* _Problem requirements_:
Skip the images and copy each record exactly as written.

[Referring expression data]
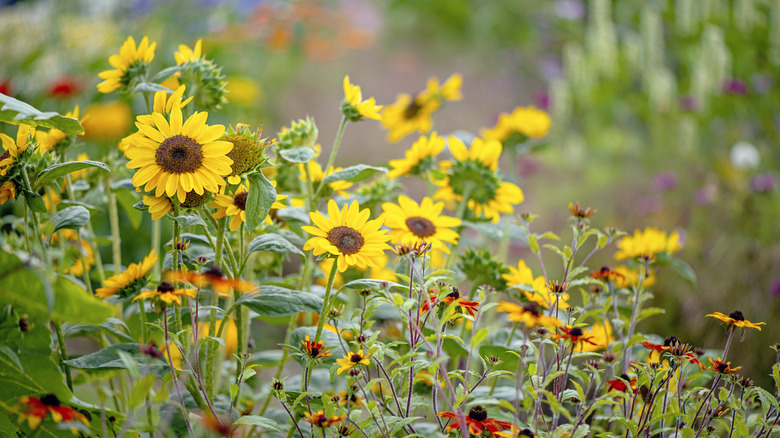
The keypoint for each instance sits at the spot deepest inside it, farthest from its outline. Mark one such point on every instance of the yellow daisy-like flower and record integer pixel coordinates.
(235, 206)
(131, 61)
(130, 280)
(185, 54)
(12, 149)
(521, 124)
(317, 175)
(354, 107)
(166, 293)
(175, 158)
(737, 319)
(647, 244)
(351, 360)
(418, 160)
(541, 295)
(413, 223)
(7, 192)
(347, 235)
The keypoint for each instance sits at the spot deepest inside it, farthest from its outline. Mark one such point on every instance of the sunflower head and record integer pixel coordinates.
(130, 64)
(247, 152)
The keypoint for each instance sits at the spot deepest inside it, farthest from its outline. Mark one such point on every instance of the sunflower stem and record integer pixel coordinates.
(332, 158)
(63, 355)
(36, 219)
(116, 237)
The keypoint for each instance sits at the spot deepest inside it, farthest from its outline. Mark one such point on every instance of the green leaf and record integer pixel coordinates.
(61, 169)
(275, 301)
(302, 154)
(148, 87)
(16, 112)
(188, 220)
(254, 420)
(353, 173)
(261, 197)
(25, 288)
(273, 242)
(684, 270)
(35, 202)
(71, 218)
(141, 388)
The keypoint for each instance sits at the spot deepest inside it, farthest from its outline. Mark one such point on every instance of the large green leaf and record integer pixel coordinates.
(274, 301)
(274, 243)
(71, 218)
(61, 169)
(16, 112)
(353, 173)
(29, 290)
(261, 197)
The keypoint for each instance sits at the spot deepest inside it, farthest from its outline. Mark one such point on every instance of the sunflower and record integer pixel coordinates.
(7, 192)
(179, 157)
(409, 114)
(235, 206)
(131, 62)
(351, 359)
(347, 235)
(528, 313)
(737, 319)
(167, 293)
(477, 421)
(354, 107)
(523, 279)
(321, 420)
(316, 350)
(647, 244)
(317, 175)
(518, 126)
(38, 408)
(418, 160)
(130, 280)
(411, 223)
(185, 54)
(474, 174)
(13, 149)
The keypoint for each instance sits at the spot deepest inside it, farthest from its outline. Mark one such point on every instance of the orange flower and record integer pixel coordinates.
(477, 421)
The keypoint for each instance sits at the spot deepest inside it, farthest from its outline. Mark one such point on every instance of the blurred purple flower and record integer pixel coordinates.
(774, 289)
(763, 183)
(570, 9)
(542, 100)
(704, 196)
(734, 86)
(665, 181)
(649, 204)
(688, 103)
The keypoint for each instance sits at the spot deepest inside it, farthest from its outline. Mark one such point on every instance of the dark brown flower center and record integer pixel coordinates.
(179, 154)
(346, 239)
(165, 287)
(478, 413)
(240, 200)
(532, 308)
(50, 400)
(421, 227)
(412, 110)
(737, 315)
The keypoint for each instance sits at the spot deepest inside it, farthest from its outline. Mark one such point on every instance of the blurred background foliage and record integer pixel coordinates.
(665, 112)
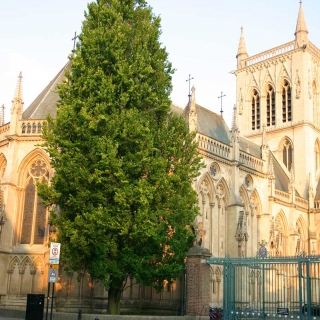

* _Written response_:
The keypoint for each instance sits at the spot deepest inside it, farthest from its outline. Mark one such point on every instance of the yellow daisy-like flower and record integer pixel coordinates.
(235, 206)
(131, 61)
(130, 280)
(185, 54)
(12, 149)
(521, 124)
(317, 175)
(354, 107)
(166, 293)
(175, 158)
(737, 319)
(647, 244)
(351, 360)
(418, 160)
(541, 295)
(413, 223)
(7, 192)
(347, 235)
The keypoint for each instance sits at the spot deepest inside it, farthest from its outline. Mark one such point on every instance of the sunflower head and record integer pixel coordinates.
(130, 64)
(247, 152)
The keypoint for each instance sits at the spot deepest inside it, farthest from its outline. Mark one such point on every instance of the sunflower stem and record integer pixel coordinates.
(332, 158)
(63, 355)
(36, 219)
(116, 237)
The keypoint for each instance sits at the spot deepest inside it, farthest from its outline. Mark one such point on every instance of the green leaf and record integer pixel coordinates.
(61, 169)
(275, 301)
(302, 154)
(148, 87)
(16, 112)
(188, 220)
(254, 420)
(353, 173)
(261, 197)
(25, 288)
(273, 242)
(684, 270)
(35, 202)
(71, 218)
(141, 388)
The keypoint for each instance sits at the spot deepest inside it, farthest from its outline. Mark one such point on every instance of the large green leaf and record integer pixel coordinates.
(274, 301)
(274, 243)
(71, 218)
(61, 169)
(16, 112)
(353, 173)
(29, 290)
(261, 197)
The keypoint for each instance sits at the spot deepest inside it, farthest from its outline. Mark one such point on every instance of the sunflower and record integer pixel coordinates.
(7, 192)
(179, 157)
(409, 114)
(235, 206)
(131, 62)
(351, 359)
(347, 235)
(528, 313)
(737, 319)
(167, 293)
(477, 421)
(354, 107)
(523, 279)
(321, 420)
(316, 350)
(647, 244)
(317, 175)
(518, 126)
(38, 408)
(418, 160)
(130, 280)
(411, 223)
(185, 54)
(474, 174)
(13, 149)
The keypoint for each instance sits at the spot deepest inside it, farthest from its outline. Mark one such point on every instance of the orange flower and record integer pixel coordinates.
(477, 421)
The keypoint for each instance sits at the spot deepest inside it, farthest from its outline. Mark one such point on every instance of the blurred purple flower and record integer pixel coordinates.
(774, 289)
(763, 183)
(570, 9)
(542, 100)
(704, 196)
(734, 86)
(665, 181)
(649, 204)
(688, 103)
The keypoint for each instance sits at the spot deepest inside it, farthest from its outline. Mark one such point on every instance of the dark brown flower center and record integer pixel coordinates.
(179, 154)
(346, 239)
(165, 287)
(478, 413)
(240, 200)
(532, 308)
(50, 400)
(421, 227)
(412, 110)
(737, 315)
The keypoint for each instance sits at the spot deepest inside it, farthest from its outline. Mark one such point on every instance of the blurred background foliage and record integer pixel coordinates.
(665, 112)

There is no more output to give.